▶ Task details
Count how many of the lines below contain the word "lawn", matching case exactly. Reply with the number alone.

(Dataset records on object locations)
....
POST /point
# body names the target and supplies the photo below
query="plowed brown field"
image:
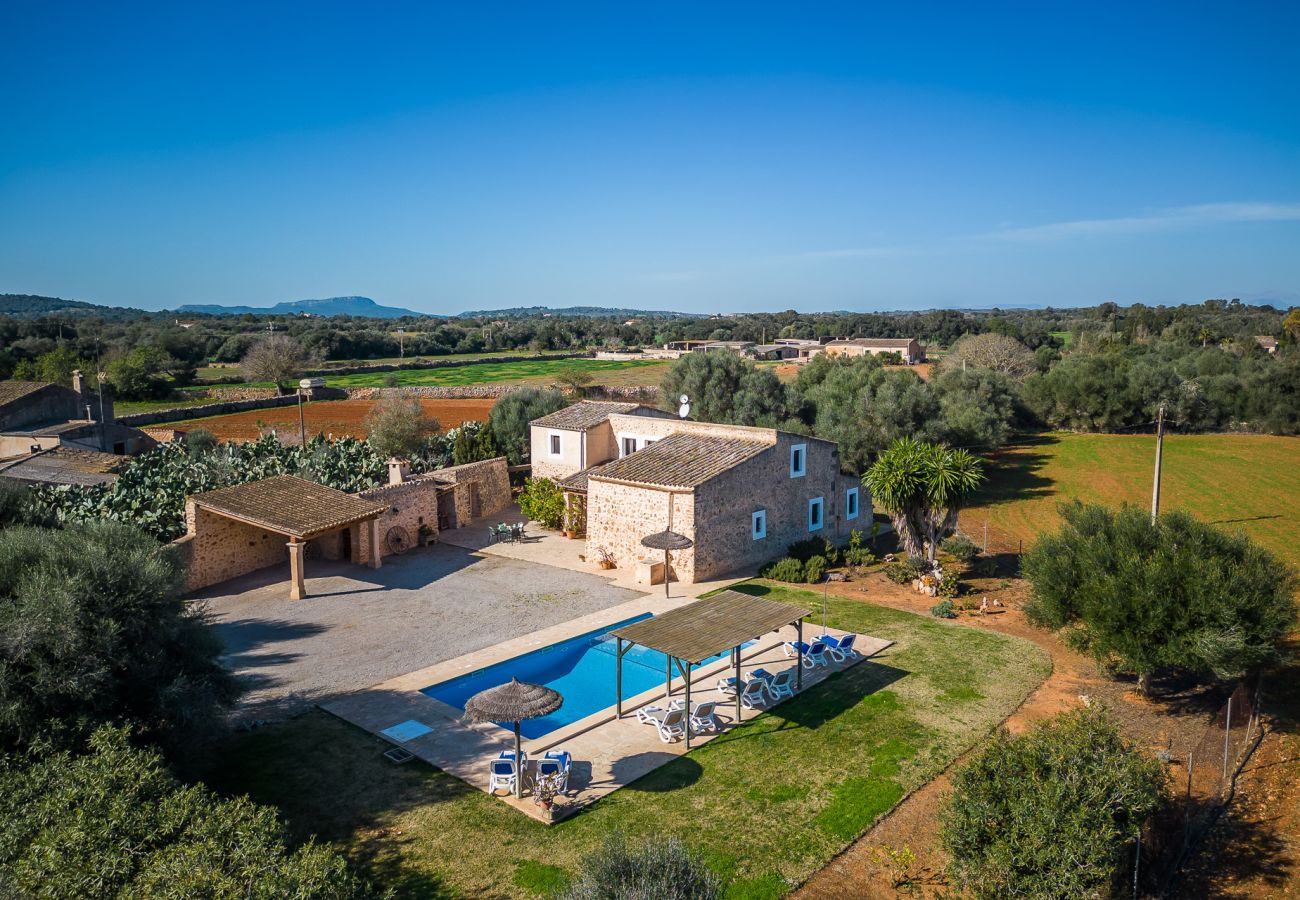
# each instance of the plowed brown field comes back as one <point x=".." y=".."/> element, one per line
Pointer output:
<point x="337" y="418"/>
....
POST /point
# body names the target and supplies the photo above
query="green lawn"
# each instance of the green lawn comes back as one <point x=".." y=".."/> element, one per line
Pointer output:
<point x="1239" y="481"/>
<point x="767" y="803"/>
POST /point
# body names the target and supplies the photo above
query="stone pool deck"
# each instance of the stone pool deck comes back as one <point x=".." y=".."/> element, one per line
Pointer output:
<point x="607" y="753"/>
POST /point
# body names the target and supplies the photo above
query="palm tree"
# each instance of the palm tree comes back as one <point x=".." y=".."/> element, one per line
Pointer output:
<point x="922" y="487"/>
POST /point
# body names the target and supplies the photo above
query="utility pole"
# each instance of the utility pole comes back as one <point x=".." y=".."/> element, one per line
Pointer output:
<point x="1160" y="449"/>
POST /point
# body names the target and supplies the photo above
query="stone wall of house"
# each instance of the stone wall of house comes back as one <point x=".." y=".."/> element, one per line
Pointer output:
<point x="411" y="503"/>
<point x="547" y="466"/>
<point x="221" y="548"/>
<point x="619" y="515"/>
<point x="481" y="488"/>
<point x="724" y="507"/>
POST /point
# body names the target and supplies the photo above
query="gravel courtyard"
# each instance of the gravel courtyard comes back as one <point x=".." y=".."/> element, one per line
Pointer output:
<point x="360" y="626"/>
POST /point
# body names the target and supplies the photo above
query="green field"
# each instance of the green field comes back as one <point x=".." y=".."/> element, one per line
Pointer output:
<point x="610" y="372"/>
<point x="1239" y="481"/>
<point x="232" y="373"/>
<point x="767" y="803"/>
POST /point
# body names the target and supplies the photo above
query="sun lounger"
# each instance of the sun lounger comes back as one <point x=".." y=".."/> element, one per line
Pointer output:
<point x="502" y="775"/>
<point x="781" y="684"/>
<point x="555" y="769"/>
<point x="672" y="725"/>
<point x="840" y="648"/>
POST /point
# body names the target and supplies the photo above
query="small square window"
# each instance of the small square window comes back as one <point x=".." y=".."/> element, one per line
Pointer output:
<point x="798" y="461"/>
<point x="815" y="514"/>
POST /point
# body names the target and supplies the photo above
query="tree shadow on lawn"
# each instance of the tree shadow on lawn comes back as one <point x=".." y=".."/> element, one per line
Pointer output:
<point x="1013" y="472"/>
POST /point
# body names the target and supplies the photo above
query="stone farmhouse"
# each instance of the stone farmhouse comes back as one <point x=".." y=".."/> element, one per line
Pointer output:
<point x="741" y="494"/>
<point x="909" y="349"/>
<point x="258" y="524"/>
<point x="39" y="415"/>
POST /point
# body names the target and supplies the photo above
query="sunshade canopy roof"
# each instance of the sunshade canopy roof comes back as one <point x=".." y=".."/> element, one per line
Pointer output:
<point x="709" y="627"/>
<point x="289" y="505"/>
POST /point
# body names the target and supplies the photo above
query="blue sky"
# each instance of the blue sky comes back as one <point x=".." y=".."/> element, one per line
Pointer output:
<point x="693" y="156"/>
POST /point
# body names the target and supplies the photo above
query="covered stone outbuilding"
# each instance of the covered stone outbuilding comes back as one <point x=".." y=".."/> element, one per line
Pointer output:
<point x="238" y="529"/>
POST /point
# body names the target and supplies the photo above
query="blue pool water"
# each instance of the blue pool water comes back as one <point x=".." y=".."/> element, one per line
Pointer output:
....
▶ Response
4